_Task set_
1. In the post on Leonard J. Cirino, which issue of Lilliput Review published "The Road Going Nowhere after So Chongju"?
2. Reproduce the stretch from "The limbs of" through "long coming home?" in the post on Leonard J. Cirino, switching "willow" to "birch".

_Extract to read_
****

Showing posts with label Leonard Cirino. Show all posts
Showing posts with label Leonard Cirino. Show all posts

Wednesday, March 14, 2012

Leonard J. Cirino: 1943-2012



I'm sorry to report, another fine small press poet has died: Leonard J. Cirino.  Over the years, I've published a few pieces by Leonard in Lilliput Review.  He was unique; what appealed to me about his work was a lyrical quality that displayed a fine mix of detail and philosophy, with a faintly Eastern sensibility.  Indeed, he loved the classic Eastern poets, as in the following:



The Road Going Nowhere after So Chongju

The road going somewhere always leads to an end.
Sadness, like a red blossom, also comes to an end.
The limbs of a willow bend to the stream, the moon
descends. Sorrow, an ache laced with opium, and joy
that never ends. The floating worlds go on in a dream.
What of the taste and stiff scent of blood?
Its stain? The road long coming home?

                Leonard J. Cirino   
                Lilliput Review, #176



The poet and friend of Leonard, RD Armstrong, has done a fine tribute over at the Lummox Writers' Press Club.  Check it out if you get a chance, it's a fine modern elegy.  In addition, listen to Leonard  being interviewed by RD over at Blog Talk Radio on The Jane Crown Show or via the following widget:










A couple of Leonard's poems, the first from his last book and the second, originally published in America back in 2007.


Forty Years of Nightmares
   Here the clouds are great churches – Deborah Diggs
 
Judged harshly by my enemies, I say,
Let them cast the first stone.
I’ll know
the last judgement when my time comes;
with the clouds and seas as my proper
form of worship, along with the streams,
mountains, the trees and stones.
I never had to stay in the dark of my room
or stand in a corner. Life never punished me
until madness ran amok with my body,
my brain. i could have been Frida
struck by a bus, or Deborah falling,
jumping from the stadium’s heights.
Let them cast lots among the shadows like ghosts.
I know my place in the dark and the light.

    from Leonard's last book The Instrument of Others
   Pygmy Forest Press





Accept the Gift A Letter to James Wright, Deceased
Like snow, the poem breaks into petals
and crystals, sharp things like stilettos.
It is just now April, or mid-May,
the shadows of flowers lie neglected
in the garden while cedar and fir hang
lovely in the long-gone frost of March.

Why does it take some happiness
and a loneliness one can only cry for
to make these poems? I’m sorry you had
the gift. It makes for a miserable life.

****

_Data shown_

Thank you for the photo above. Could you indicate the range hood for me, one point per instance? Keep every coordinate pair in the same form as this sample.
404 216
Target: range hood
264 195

****

_Results by task_
1. Issue #176.

2.
The limbs of a birch bend to the stream, the moon
descends. Sorrow, an ache laced with opium, and joy
that never ends. The floating worlds go on in a dream.
What of the taste and stiff scent of blood?
Its stain? The road long coming home?